* Excerpted text:
Alex Korte

This project aims to leverage several AI tools to generate novel comic strips related to a short prompt from the user. These strips can be several pages long and are viewable from our web application.

Check out our presentation here

How It Works

First, it sends the user's prompt to ChatGPT to get a fleshed-out story and a set of characters which are then developed into frame descriptions that can be sent to a fine-tuned diffusion model to generate images. We then use CLIPSeg to locate the characters in the frame based on their physical descriptions and attach text bubbles with dialogue. After several frames are compiled, it's sent to a React website to allow the user to view their results.

Problems and Solutions

Generating well formatted stories from GPT-4

At first, we had trouble getting GPT-4 to generate stories where the data could be easily parsed and then sent to other AI models. We solved this by refining a custom prompt designed with lots of examples and a clear structure, enabling us to get the data we needed consistently.

Character Consistency

With each frame being rendered separately, the key characters in the story can often get horribly modified throughout, making it hard for the user to follow the story. To remedy this, we used heavy prompt engineering when formulating characters to ensure that key details such as the character's skin color, gender, and clothing were consistent throughout the story.

Assigning Text Bubbles to Characters

Once we had images with our characters on them, we needed to add text bubbles to the images but had no obvious way of knowing which character was which and where exactly they were in the image. We solved this by using the CLIPSeg model to locate the characters in the image using their detailed physical description, then using the location data to attach text bubbles to the characters.

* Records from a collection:
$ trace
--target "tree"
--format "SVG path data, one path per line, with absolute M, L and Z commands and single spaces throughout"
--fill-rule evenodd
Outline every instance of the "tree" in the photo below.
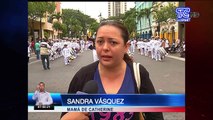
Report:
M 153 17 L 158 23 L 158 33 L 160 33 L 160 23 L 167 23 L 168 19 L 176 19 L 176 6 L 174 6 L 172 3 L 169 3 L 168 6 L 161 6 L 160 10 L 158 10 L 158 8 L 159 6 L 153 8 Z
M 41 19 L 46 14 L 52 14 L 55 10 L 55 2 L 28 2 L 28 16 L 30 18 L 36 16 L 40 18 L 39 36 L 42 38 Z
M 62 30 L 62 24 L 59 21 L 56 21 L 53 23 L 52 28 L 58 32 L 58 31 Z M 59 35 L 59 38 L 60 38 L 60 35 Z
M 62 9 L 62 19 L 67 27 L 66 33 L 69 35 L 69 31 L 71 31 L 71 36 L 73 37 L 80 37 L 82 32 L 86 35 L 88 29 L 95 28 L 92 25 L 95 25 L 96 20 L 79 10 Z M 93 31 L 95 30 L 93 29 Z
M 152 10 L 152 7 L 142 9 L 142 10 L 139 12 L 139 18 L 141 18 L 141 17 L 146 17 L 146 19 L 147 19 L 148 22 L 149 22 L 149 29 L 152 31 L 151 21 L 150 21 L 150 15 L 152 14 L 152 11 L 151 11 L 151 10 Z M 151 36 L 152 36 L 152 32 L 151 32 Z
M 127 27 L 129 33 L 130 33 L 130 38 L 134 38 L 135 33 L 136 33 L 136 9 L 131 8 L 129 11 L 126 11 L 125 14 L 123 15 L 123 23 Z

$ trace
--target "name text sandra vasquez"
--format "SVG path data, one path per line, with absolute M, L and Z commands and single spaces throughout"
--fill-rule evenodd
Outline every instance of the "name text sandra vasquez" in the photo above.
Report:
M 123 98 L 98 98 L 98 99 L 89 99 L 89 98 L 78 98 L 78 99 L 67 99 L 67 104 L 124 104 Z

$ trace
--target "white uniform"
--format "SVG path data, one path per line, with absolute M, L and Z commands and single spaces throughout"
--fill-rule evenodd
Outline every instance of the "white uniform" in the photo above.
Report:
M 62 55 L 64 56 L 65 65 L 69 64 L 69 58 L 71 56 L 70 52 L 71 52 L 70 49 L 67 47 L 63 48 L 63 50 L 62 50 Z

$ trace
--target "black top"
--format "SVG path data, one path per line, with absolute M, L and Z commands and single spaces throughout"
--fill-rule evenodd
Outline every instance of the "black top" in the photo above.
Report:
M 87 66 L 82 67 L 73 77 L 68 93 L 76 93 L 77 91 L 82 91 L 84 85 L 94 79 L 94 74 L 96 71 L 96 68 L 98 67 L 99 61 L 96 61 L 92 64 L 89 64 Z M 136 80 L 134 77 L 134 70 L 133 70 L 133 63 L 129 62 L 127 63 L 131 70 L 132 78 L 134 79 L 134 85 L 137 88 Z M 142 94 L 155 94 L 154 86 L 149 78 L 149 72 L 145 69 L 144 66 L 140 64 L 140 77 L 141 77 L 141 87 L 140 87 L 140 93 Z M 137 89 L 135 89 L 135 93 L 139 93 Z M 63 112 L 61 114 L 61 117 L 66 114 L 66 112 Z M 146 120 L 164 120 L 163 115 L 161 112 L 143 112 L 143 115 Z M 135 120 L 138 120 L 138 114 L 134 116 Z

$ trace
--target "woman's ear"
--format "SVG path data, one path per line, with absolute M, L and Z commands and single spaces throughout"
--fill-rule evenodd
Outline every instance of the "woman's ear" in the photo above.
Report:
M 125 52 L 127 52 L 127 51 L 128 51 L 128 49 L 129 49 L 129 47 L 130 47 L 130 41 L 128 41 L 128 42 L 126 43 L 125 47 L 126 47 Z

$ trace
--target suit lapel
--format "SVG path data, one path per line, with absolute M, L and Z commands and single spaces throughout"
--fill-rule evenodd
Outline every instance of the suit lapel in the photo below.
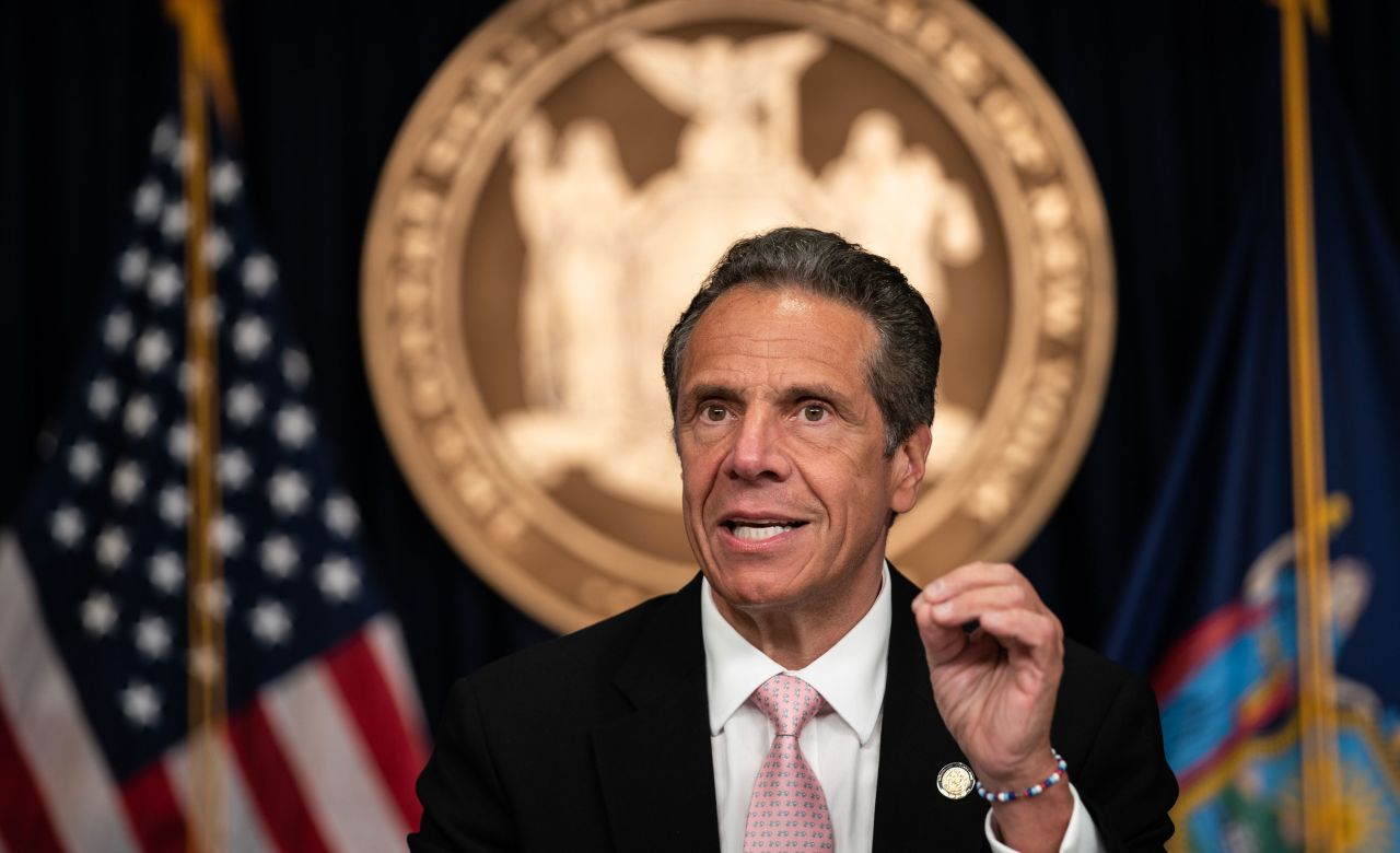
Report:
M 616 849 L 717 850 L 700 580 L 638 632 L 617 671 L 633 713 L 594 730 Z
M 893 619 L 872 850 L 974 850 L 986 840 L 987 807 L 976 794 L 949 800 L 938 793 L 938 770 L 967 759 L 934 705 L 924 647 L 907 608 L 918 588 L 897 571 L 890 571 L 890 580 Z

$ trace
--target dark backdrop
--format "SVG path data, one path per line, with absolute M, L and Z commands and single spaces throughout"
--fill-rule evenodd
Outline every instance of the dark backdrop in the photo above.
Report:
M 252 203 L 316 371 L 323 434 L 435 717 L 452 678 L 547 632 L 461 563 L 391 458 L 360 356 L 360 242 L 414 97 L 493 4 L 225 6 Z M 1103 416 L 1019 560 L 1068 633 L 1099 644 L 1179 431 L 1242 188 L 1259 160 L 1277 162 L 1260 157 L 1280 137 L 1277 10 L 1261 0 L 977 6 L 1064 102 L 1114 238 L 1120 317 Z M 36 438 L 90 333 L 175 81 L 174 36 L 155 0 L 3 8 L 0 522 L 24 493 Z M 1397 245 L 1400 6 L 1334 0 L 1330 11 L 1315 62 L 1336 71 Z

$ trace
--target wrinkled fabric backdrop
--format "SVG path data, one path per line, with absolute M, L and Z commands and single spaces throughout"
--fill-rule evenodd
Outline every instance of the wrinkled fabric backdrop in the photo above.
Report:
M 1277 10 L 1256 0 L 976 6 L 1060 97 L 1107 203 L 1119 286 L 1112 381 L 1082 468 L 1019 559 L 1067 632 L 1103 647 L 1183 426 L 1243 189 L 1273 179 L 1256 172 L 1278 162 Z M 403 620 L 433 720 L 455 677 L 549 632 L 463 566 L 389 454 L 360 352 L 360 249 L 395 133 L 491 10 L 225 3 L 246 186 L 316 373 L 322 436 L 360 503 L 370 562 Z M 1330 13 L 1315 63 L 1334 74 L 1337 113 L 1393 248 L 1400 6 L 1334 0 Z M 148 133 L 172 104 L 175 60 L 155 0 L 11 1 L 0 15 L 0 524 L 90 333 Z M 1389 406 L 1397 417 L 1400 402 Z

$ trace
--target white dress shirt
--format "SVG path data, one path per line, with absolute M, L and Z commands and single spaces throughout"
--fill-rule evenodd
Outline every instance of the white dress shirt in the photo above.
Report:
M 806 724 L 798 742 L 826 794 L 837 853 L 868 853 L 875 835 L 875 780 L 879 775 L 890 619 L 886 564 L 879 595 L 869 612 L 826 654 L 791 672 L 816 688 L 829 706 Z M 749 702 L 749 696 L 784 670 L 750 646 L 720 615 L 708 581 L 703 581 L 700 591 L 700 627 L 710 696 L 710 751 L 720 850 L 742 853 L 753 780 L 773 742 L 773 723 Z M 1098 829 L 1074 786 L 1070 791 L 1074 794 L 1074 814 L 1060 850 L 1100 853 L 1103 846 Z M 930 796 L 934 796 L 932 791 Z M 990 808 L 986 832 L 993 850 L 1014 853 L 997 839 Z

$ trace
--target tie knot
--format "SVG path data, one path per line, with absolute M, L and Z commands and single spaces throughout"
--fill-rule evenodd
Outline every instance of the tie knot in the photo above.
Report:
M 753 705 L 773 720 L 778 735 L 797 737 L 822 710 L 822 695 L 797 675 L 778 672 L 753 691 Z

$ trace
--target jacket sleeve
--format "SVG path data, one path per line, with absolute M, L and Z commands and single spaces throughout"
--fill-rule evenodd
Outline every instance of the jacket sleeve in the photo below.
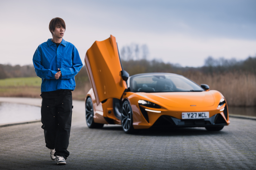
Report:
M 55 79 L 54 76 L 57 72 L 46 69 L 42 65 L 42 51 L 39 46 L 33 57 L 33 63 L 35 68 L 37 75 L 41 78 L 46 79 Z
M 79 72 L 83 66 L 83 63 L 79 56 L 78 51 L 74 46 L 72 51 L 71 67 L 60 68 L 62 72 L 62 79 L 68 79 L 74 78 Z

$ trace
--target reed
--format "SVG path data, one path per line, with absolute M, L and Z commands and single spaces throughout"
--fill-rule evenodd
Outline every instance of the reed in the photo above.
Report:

* Problem 1: Please retype the comic-strip project write-up, starting with "This project aims" and going on through "view their results.".
* Problem 2: In the comic-strip project write-up, which model finds the characters in an image so that text bubbles can be attached to them?
* Problem 3: List the headings that appear under "Problems and Solutions" in the comic-strip project write-up.

* Expected answer 1:
This project aims to leverage several AI tools to generate novel comic strips related to a short prompt from the user. These strips can be several pages long and are viewable from our web application.

Check out our presentation here

How It Works

First, it sends the user's prompt to ChatGPT to get a fleshed-out story and a set of characters which are then developed into frame descriptions that can be sent to a fine-tuned diffusion model to generate images. We then use CLIPSeg to locate the characters in the frame based on their physical descriptions and attach text bubbles with dialogue. After several frames are compiled, it's sent to a React website to allow the user to view their results.

* Expected answer 2: CLIPSeg

* Expected answer 3:
Generating well formatted stories from GPT-4
Character Consistency
Assigning Text Bubbles to Characters